**TASK INSTRUCTIONS**:
A) In the guppy forum thread, what percentage water change does ChristineS say she is doing?
B) Carry on the guppy forum thread below from where it stops.

**TEXT SHOWN**:
★ ★ ★ ★ ★

# Guppy with a blood blister?



## ChristineS (May 15, 2010)

Came home to one of my female guppies with what looks like a blood blister on one side of her stomach, that side of her body is 'pine coning' but the other is not.

I also have a male guppy with a curved back (not the typical head leaning down, but like his nose is floating upward and his tail is curved down) and what looks like some kind of white fungus growing around his anus. 

Please help!

:edit: They were both DEFINITELY looking fine around nine this morning!


----------



## WhiteGloveAquatics (Sep 3, 2009)

white fungus
Flippersandfins.net Flexibacter article

blood blister can be septecemia and also it can be a very bad bacterial infection.


----------



## ChristineS (May 15, 2010)

This morning, the male looks fine but the females side had completely RUPTURED and she was dead in the java moss. I'm doing a 50% water change, what else should I do??


----------



## WhiteGloveAquatics (Sep 3, 2009)

thats about all you can do, clean the filters and tank really well, add some salt and turn up the heat a few degrees


----------



## ChristineS (May 15, 2010)

WHat kind of salt should I use? Do I have to run to the pet store? I assume you don't mean cooking salt.


----------



## WhiteGloveAquatics (Sep 3, 2009)

★ ★ ★ ★ ★

Data excerpts
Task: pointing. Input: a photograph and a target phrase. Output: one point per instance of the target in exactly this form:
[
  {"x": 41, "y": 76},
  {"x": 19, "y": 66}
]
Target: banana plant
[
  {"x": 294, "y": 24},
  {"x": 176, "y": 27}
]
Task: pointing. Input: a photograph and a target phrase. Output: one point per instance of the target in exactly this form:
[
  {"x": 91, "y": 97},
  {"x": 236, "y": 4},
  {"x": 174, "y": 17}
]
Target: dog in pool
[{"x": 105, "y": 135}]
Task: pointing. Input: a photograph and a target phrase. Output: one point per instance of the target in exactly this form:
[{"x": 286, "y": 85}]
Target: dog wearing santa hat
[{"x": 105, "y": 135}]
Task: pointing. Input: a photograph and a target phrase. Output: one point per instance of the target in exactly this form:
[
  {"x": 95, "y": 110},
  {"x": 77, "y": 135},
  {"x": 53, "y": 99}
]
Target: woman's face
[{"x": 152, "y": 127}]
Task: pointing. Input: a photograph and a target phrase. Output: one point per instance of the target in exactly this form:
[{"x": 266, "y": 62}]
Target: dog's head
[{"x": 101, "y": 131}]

★ ★ ★ ★ ★

**EXPECTED RESPONSES**:
A) A 50% water change.

B)
API salt or kosher salt(if you have any in the kitchen that it)

here is a nice salt write up
Salt in a Freshwater Tank?


----------



## ChristineS (May 15, 2010)

Both of those guppies are gone, and I have another guppy showing the same initial symptoms. Female, skinny to the point her belly is flat, small white 'fuzzies' on her breast. Posting (admittedly bad) pictures. I just need to know EXACTLY what to get, I'll have to order online. My petco didn't seem to have any medications, just a few brands of water cleaners.


----------



## ChristineS (May 15, 2010)

Now I have no idea what this is, she has what looks like a long clearish worm hanging out of her gills!










She also is very weak- barely swimming, floating on her side- is this the point of no return? Should I put her out of her misery?


----------



## chris oe (Feb 27, 2009)

it sounds to me like you have a bunch of things going on. rupturing and bent spines actually sound like parasites, and fluff sounds like columnaris. There is a company called national fish pharmaceuticals, and if you email them about what you've observed (symptoms, pictures, what-have-you) they're very helpful about telling you exactly what you have and what you need. I was going to order the wrong medication and they straightened me right out. I have no commercial ties or anything, I just really like the company. 

National Fish Pharmaceuticals - Who We Are


----------



## ChristineS (May 15, 2010)

I'll have to just ask about the symptoms. The pictures posted are the only ones I have, and she's already passed away. All my other fish are symptom free right now (other than genetically mutant fry with no tails- how can stores get away with selling fish with such bad genes??)


----------



## chris oe (Feb 27, 2009)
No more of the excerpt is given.